Terindikasi Cacat Administrasi, Masyarakat Adat di Sikka Minta Menteri ATR Batalkan SK HGU 10 Bidang Tanah Bekas HGU PT Diag

waktu baca 4 menit
Keterangan foto:Konfrensi pers masyarakat adat Tana Pu’an Soge Natarmage dan Tana Pu’an Goban Runut, Rabu (7/2/2024) sore. Foto:Mario WP Sina.

MAUMERE-Masyarakat Adat Tana Pu’an Soge Natarmage dan Tana Pu’an Goban Runut di Kecamatan Talibura, Kabupaten Sikka menyatakan keberatan dan menolak SK.HGU PT. Kristus Raja Maumere (Krisrama) yang telah dikeluarkan oleh Kepala Wilayah Kantor Badan Pertanahan Nasional (BPN) Nusa Tenggara Timur atas 10 bidang tanah negara bekas HGU PT. Diag.

Keberatan ini disampaikan masyarakat adat Tana Pu’an Soge Natarmage dan Tana Pu’an Goban Runut dalam surat yang dilayangkan kepada Menteri Agraria dan Tata Ruang/Kepala Badan Pertanahan Nasional, Marsekal TNI (Purn.) Dr. (H.C.) Hadi Tjahjanto.

Dalam konfrensi pers yang berlangsung di Desa Likong Gete, Kecamatan Talibura, Rabu (7/2/2024) sore dan dihadiri ratusan warga adat dari Masyarakat Adat Tana Pu’an Soge Natarmage dan Tana Pu’an Goban Runut, menyatakan keberatan dan menolak SK. HGU PT. Kristus Raja Maumere (Krisrama), dengan alasan
pembaruan HGU tersebut terindikasi kuat Cacat Adminitratif.

Dalam surat yang ditandatangani oleh Tana Pu’an Goban Runut, Leonardus Leo dan Tana Pu’an Soge Natarmage, Ignasius Nasi, disebutkan indikasi cacat administratif ini dikarenakan, PT. Krisrama sebagai Pemohon HGU tidak memenuhi ketentuan pasal 73 ayat (1) Permen ATR/BPN No. 18 Tahun 2021 tentang Tata Cara Penetapan Hak Pengelolaan Dan Hak Atas Tanah.

Pasal dimaksud menegaskan bahwa, syarat perpanjangan dan/atau pembaruan HGU yang berasal dari tanah negara meliputi, pada huruf i: surat pernyataan penguasaan fisik bidang tanah bagi pemohon perorangan atau dalam bentuk akta notariil bagi pemohon berbadan hukum dan bertanggung jawab secara perdata dan pidana yang menyatakan Angka 1 : Tanah tersebut masih dikuasai secara Fisik.
Padahal secara fisik di lapangan sebagian tanah negara bekas HGU tersebut telah dikuasai warga masyarakat yakni di Pedan Desa Nangahale sejak tahun 2013 sampai sekarang, di Utanwair/Wairkung Desa Nangahale sejak tahun 2004 sampai sekarang, di Likong Gete dan sekitarnya Desa Nangahale sejak tahun 2004 sampai sekarang, di Hito Halok dan Patiahu Desa Runut sejak 2013 sampai sekarang.
= = = =
> [INSTRUKSI 1]
Di desa mana konferensi pers yang diberitakan dalam kutipan berita itu berlangsung?
Kutipan berita di atas dan catatan sesudahnya diambil dari sumber yang berbeda.

> [Kutipan data wilayah berlabel]
= = = =
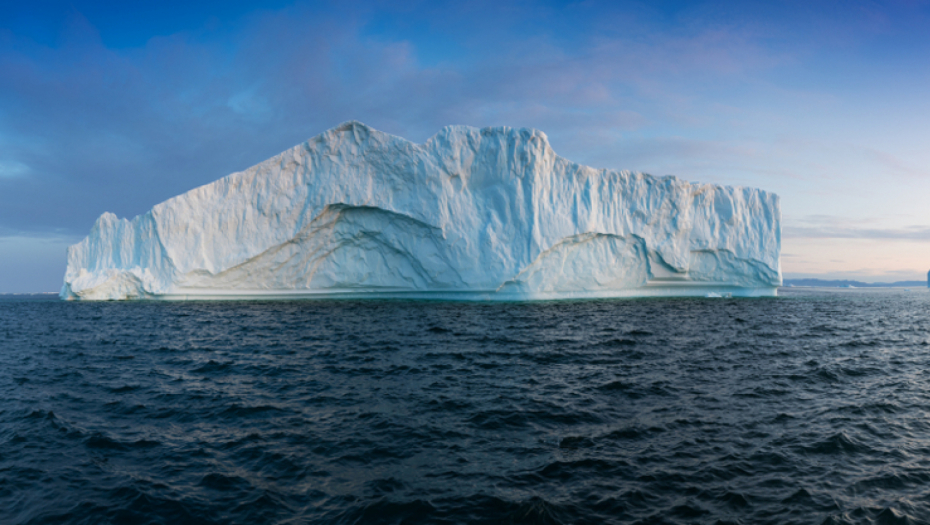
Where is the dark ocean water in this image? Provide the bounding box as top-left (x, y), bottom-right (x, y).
top-left (0, 289), bottom-right (930, 524)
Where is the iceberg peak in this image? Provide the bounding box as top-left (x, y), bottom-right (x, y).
top-left (61, 121), bottom-right (781, 299)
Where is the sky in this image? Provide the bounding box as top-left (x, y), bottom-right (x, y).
top-left (0, 0), bottom-right (930, 293)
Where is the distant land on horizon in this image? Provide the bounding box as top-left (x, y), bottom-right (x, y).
top-left (782, 279), bottom-right (927, 288)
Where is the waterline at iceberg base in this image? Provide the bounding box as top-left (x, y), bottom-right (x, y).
top-left (61, 122), bottom-right (781, 300)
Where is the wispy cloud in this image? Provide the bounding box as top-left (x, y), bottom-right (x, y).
top-left (782, 215), bottom-right (930, 241)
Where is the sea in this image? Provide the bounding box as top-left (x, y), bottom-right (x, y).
top-left (0, 288), bottom-right (930, 525)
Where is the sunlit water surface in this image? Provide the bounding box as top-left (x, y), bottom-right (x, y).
top-left (0, 289), bottom-right (930, 524)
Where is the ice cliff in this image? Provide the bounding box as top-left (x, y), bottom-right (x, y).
top-left (61, 122), bottom-right (781, 299)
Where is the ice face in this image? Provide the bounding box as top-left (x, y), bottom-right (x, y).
top-left (61, 122), bottom-right (781, 299)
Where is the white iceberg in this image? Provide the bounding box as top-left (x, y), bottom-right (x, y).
top-left (61, 122), bottom-right (781, 300)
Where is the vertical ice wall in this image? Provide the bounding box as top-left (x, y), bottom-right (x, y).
top-left (61, 122), bottom-right (781, 299)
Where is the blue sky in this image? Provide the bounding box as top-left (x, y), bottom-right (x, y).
top-left (0, 0), bottom-right (930, 292)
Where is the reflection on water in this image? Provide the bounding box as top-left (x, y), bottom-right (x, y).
top-left (0, 288), bottom-right (930, 523)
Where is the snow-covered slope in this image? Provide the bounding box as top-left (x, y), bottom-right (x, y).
top-left (61, 122), bottom-right (781, 299)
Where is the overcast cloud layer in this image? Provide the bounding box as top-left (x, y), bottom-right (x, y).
top-left (0, 1), bottom-right (930, 292)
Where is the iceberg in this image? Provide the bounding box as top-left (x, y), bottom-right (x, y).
top-left (60, 122), bottom-right (782, 300)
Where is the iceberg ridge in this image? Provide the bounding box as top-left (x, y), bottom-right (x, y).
top-left (61, 122), bottom-right (781, 300)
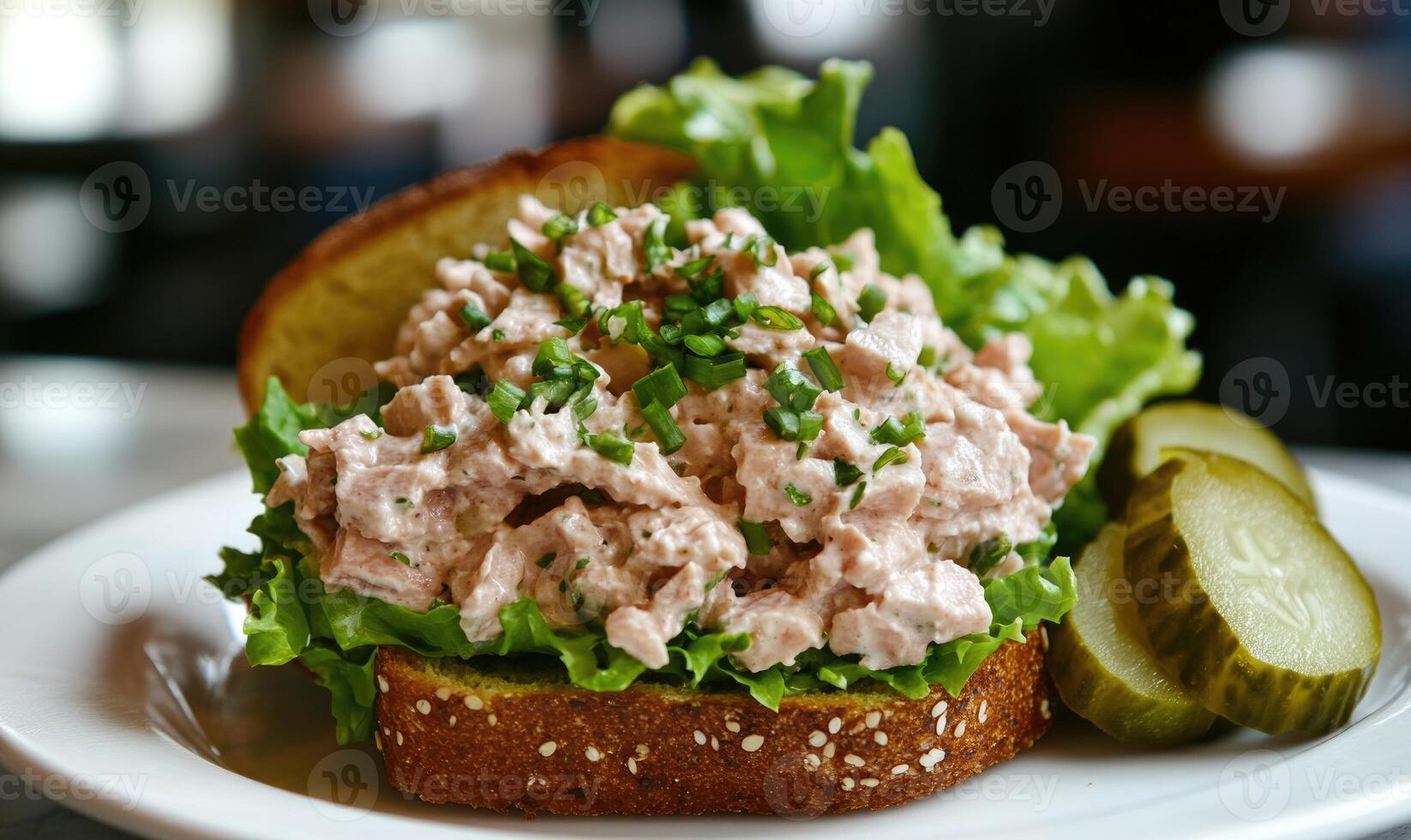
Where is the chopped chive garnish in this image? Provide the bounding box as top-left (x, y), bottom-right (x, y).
top-left (682, 327), bottom-right (725, 356)
top-left (485, 380), bottom-right (525, 423)
top-left (540, 213), bottom-right (579, 240)
top-left (588, 202), bottom-right (616, 227)
top-left (642, 402), bottom-right (686, 454)
top-left (736, 517), bottom-right (773, 555)
top-left (872, 446), bottom-right (907, 473)
top-left (803, 347), bottom-right (843, 391)
top-left (632, 364), bottom-right (686, 408)
top-left (749, 306), bottom-right (803, 329)
top-left (460, 301), bottom-right (489, 333)
top-left (581, 432), bottom-right (633, 466)
top-left (681, 353), bottom-right (745, 388)
top-left (484, 251), bottom-right (515, 274)
top-left (509, 238), bottom-right (553, 292)
top-left (858, 282), bottom-right (886, 323)
top-left (784, 484), bottom-right (813, 507)
top-left (642, 219), bottom-right (669, 271)
top-left (422, 426), bottom-right (456, 454)
top-left (832, 458), bottom-right (862, 487)
top-left (872, 411), bottom-right (926, 446)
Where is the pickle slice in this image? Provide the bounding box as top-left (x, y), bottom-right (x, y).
top-left (1123, 450), bottom-right (1381, 734)
top-left (1047, 522), bottom-right (1215, 746)
top-left (1098, 401), bottom-right (1317, 511)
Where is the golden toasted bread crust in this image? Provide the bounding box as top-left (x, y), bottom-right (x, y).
top-left (376, 633), bottom-right (1050, 818)
top-left (237, 137), bottom-right (695, 412)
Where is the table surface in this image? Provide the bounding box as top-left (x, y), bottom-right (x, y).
top-left (0, 357), bottom-right (1411, 840)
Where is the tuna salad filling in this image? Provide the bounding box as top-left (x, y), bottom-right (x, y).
top-left (265, 196), bottom-right (1095, 672)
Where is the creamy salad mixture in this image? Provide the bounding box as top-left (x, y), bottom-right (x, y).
top-left (267, 196), bottom-right (1094, 670)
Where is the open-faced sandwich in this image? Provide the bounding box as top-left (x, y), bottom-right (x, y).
top-left (212, 62), bottom-right (1374, 814)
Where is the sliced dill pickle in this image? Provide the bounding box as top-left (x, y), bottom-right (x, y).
top-left (1123, 450), bottom-right (1381, 734)
top-left (1098, 401), bottom-right (1317, 511)
top-left (1047, 522), bottom-right (1215, 746)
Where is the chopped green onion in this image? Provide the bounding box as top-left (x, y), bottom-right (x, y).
top-left (460, 301), bottom-right (489, 333)
top-left (485, 380), bottom-right (525, 423)
top-left (832, 458), bottom-right (862, 487)
top-left (588, 202), bottom-right (616, 227)
top-left (484, 251), bottom-right (515, 274)
top-left (872, 446), bottom-right (907, 473)
top-left (784, 484), bottom-right (813, 507)
top-left (872, 411), bottom-right (926, 446)
top-left (684, 334), bottom-right (725, 356)
top-left (803, 347), bottom-right (843, 391)
top-left (539, 213), bottom-right (579, 242)
top-left (632, 364), bottom-right (686, 408)
top-left (509, 238), bottom-right (553, 292)
top-left (681, 353), bottom-right (745, 390)
top-left (749, 306), bottom-right (803, 329)
top-left (736, 517), bottom-right (773, 555)
top-left (858, 282), bottom-right (886, 323)
top-left (580, 432), bottom-right (633, 466)
top-left (642, 402), bottom-right (686, 454)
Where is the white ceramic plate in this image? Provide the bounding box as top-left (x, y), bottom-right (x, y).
top-left (0, 474), bottom-right (1411, 840)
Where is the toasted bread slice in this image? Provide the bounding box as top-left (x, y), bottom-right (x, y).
top-left (237, 137), bottom-right (695, 412)
top-left (376, 631), bottom-right (1050, 818)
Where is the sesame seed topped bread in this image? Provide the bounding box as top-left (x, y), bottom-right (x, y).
top-left (376, 631), bottom-right (1051, 818)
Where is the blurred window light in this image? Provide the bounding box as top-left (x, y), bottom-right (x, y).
top-left (588, 0), bottom-right (686, 82)
top-left (749, 0), bottom-right (886, 58)
top-left (1210, 46), bottom-right (1357, 164)
top-left (340, 15), bottom-right (482, 122)
top-left (124, 0), bottom-right (233, 134)
top-left (0, 7), bottom-right (123, 141)
top-left (0, 179), bottom-right (113, 314)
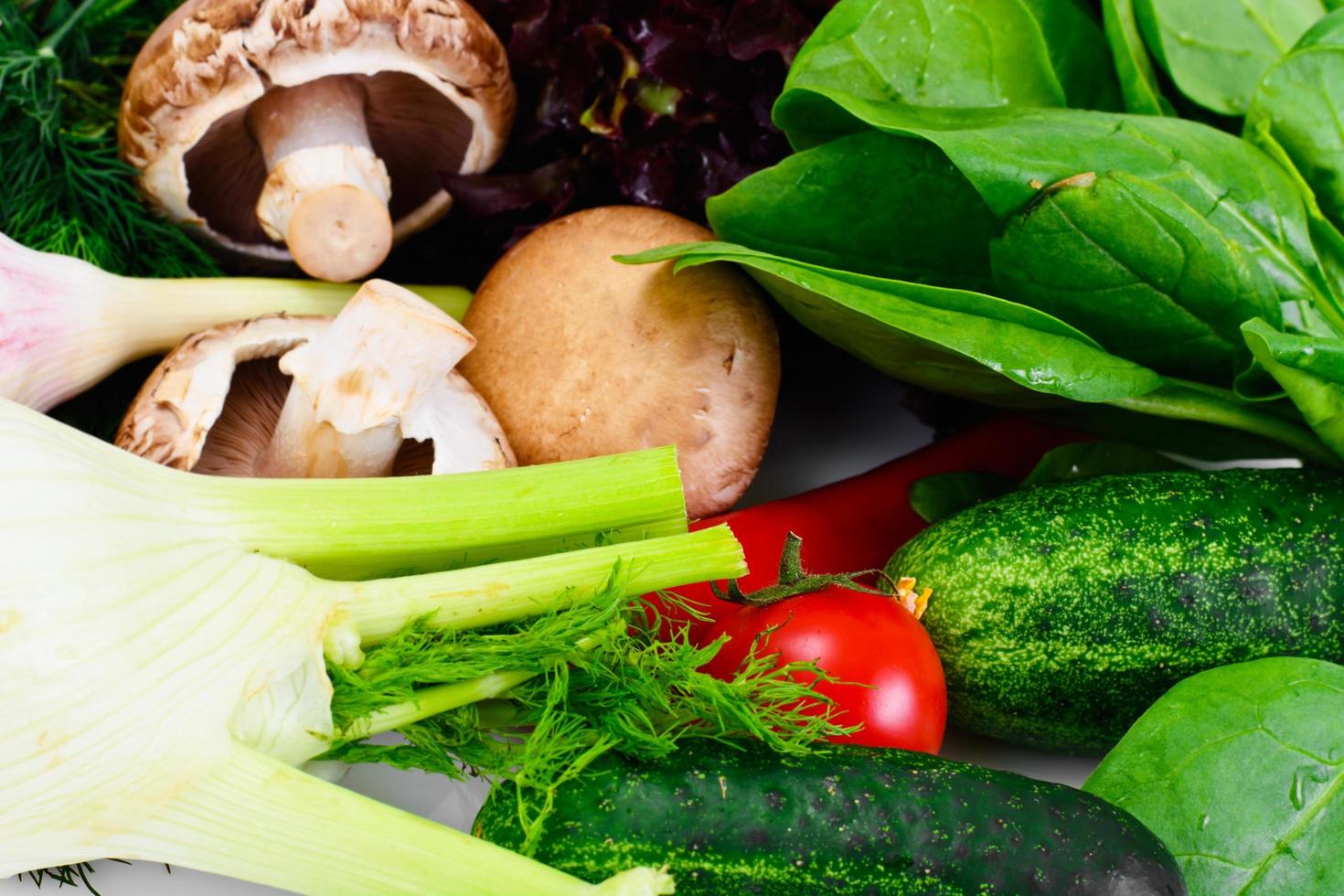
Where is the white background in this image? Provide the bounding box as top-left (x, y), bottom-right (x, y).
top-left (0, 321), bottom-right (1097, 896)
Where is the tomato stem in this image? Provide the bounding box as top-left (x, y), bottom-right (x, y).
top-left (709, 532), bottom-right (929, 618)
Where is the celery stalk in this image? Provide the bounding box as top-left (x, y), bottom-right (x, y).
top-left (207, 447), bottom-right (686, 579)
top-left (340, 525), bottom-right (747, 646)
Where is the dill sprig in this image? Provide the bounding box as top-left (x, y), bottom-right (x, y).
top-left (324, 573), bottom-right (853, 853)
top-left (0, 0), bottom-right (219, 277)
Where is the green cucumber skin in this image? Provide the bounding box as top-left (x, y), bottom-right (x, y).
top-left (475, 743), bottom-right (1186, 896)
top-left (887, 470), bottom-right (1344, 752)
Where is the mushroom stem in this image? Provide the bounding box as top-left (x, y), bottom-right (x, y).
top-left (255, 280), bottom-right (475, 478)
top-left (247, 75), bottom-right (392, 281)
top-left (257, 389), bottom-right (402, 480)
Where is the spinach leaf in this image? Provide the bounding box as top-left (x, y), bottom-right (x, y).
top-left (1242, 320), bottom-right (1344, 455)
top-left (786, 0), bottom-right (1064, 106)
top-left (1083, 656), bottom-right (1344, 896)
top-left (1019, 0), bottom-right (1125, 112)
top-left (787, 0), bottom-right (1120, 109)
top-left (1032, 401), bottom-right (1340, 466)
top-left (707, 132), bottom-right (998, 289)
top-left (620, 243), bottom-right (1338, 464)
top-left (624, 243), bottom-right (1163, 407)
top-left (1101, 0), bottom-right (1175, 115)
top-left (990, 172), bottom-right (1281, 383)
top-left (1246, 9), bottom-right (1344, 224)
top-left (707, 105), bottom-right (1332, 384)
top-left (1135, 0), bottom-right (1327, 115)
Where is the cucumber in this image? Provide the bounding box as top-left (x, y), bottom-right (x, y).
top-left (475, 743), bottom-right (1186, 896)
top-left (887, 470), bottom-right (1344, 751)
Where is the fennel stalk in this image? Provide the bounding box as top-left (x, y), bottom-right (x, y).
top-left (0, 401), bottom-right (743, 895)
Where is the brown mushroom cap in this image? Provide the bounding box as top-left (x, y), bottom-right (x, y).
top-left (118, 0), bottom-right (515, 268)
top-left (117, 315), bottom-right (515, 477)
top-left (460, 206), bottom-right (780, 516)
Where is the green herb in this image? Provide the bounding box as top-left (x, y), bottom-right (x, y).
top-left (1083, 656), bottom-right (1344, 896)
top-left (0, 0), bottom-right (218, 277)
top-left (325, 587), bottom-right (851, 852)
top-left (0, 400), bottom-right (758, 896)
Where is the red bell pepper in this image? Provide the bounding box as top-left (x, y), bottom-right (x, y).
top-left (653, 418), bottom-right (1087, 644)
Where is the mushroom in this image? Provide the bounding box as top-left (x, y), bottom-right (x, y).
top-left (118, 0), bottom-right (515, 281)
top-left (117, 280), bottom-right (515, 478)
top-left (463, 206), bottom-right (780, 516)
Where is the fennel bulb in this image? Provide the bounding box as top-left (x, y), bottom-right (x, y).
top-left (0, 400), bottom-right (744, 895)
top-left (0, 234), bottom-right (471, 411)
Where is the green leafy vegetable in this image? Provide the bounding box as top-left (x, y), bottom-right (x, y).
top-left (325, 587), bottom-right (852, 852)
top-left (1101, 0), bottom-right (1173, 115)
top-left (1083, 656), bottom-right (1344, 896)
top-left (786, 0), bottom-right (1064, 106)
top-left (0, 400), bottom-right (773, 895)
top-left (0, 0), bottom-right (219, 277)
top-left (1242, 320), bottom-right (1344, 455)
top-left (621, 243), bottom-right (1336, 464)
top-left (709, 103), bottom-right (1344, 384)
top-left (1135, 0), bottom-right (1328, 115)
top-left (1246, 9), bottom-right (1344, 230)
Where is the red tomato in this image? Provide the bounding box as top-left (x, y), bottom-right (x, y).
top-left (650, 418), bottom-right (1087, 644)
top-left (704, 585), bottom-right (947, 753)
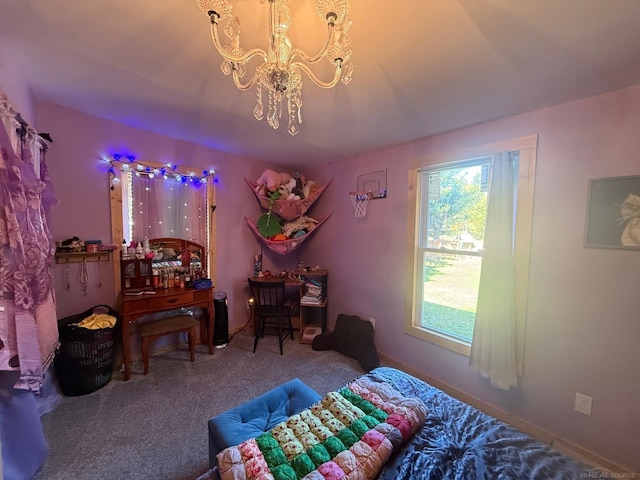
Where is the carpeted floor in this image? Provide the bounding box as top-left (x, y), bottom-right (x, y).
top-left (35, 332), bottom-right (364, 480)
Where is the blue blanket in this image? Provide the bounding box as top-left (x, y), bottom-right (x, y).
top-left (367, 367), bottom-right (592, 480)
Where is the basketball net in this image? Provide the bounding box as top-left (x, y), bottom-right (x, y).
top-left (349, 192), bottom-right (371, 218)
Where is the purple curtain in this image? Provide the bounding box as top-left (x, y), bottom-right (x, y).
top-left (0, 96), bottom-right (58, 392)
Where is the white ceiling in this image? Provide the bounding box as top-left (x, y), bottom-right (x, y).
top-left (0, 0), bottom-right (640, 166)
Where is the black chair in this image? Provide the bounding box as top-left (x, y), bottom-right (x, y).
top-left (247, 278), bottom-right (299, 355)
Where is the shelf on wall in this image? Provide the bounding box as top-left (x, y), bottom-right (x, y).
top-left (244, 178), bottom-right (333, 221)
top-left (244, 213), bottom-right (331, 255)
top-left (56, 250), bottom-right (110, 263)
= = = =
> [INSTRUKSI 2]
Tuliskan ulang sebagai daftar bernomor bagian catatan yang dimulai dari baris pertama catatan dan berakhir pada baris yang memuat "top-left (0, 288), bottom-right (930, 523)", dengan kedua ujungnya ikut disertakan dan baris kosong dilewati. Gambar jangan dimasukkan ke dalam jawaban.

> [KELUARAN LENGKAP 1]
Di Desa Likong Gete, Kecamatan Talibura.

> [KELUARAN LENGKAP 2]
1. Where is the dark ocean water in this image? Provide the bounding box as top-left (x, y), bottom-right (x, y).
2. top-left (0, 289), bottom-right (930, 524)
3. Where is the iceberg peak in this image? Provide the bounding box as top-left (x, y), bottom-right (x, y).
4. top-left (61, 121), bottom-right (781, 299)
5. Where is the sky in this image? Provide the bounding box as top-left (x, y), bottom-right (x, y).
6. top-left (0, 0), bottom-right (930, 293)
7. Where is the distant land on horizon in this image? Provide the bounding box as top-left (x, y), bottom-right (x, y).
8. top-left (782, 279), bottom-right (927, 288)
9. Where is the waterline at iceberg base in this image? Provide the bounding box as top-left (x, y), bottom-right (x, y).
10. top-left (61, 122), bottom-right (781, 300)
11. Where is the wispy cloud in this image? Provide the bounding box as top-left (x, y), bottom-right (x, y).
12. top-left (782, 215), bottom-right (930, 241)
13. Where is the sea in this image? Provide the bounding box as top-left (x, y), bottom-right (x, y).
14. top-left (0, 288), bottom-right (930, 525)
15. Where is the sunlit water surface in this image? Provide the bounding box as top-left (x, y), bottom-right (x, y).
16. top-left (0, 289), bottom-right (930, 524)
17. Where is the ice cliff in this image? Provide the bounding box as top-left (x, y), bottom-right (x, y).
18. top-left (61, 122), bottom-right (781, 299)
19. Where is the ice face in this image? Provide the bounding box as top-left (x, y), bottom-right (x, y).
20. top-left (61, 122), bottom-right (781, 299)
21. Where is the white iceberg in this image? Provide the bounding box as top-left (x, y), bottom-right (x, y).
22. top-left (61, 122), bottom-right (781, 300)
23. Where is the vertical ice wall in this image? Provide the bounding box as top-left (x, y), bottom-right (x, y).
24. top-left (61, 122), bottom-right (781, 299)
25. Where is the blue sky in this image? Provide the bounding box as top-left (x, y), bottom-right (x, y).
26. top-left (0, 0), bottom-right (930, 292)
27. Where is the reflection on water in this image? Provide the bounding box as top-left (x, y), bottom-right (x, y).
28. top-left (0, 288), bottom-right (930, 523)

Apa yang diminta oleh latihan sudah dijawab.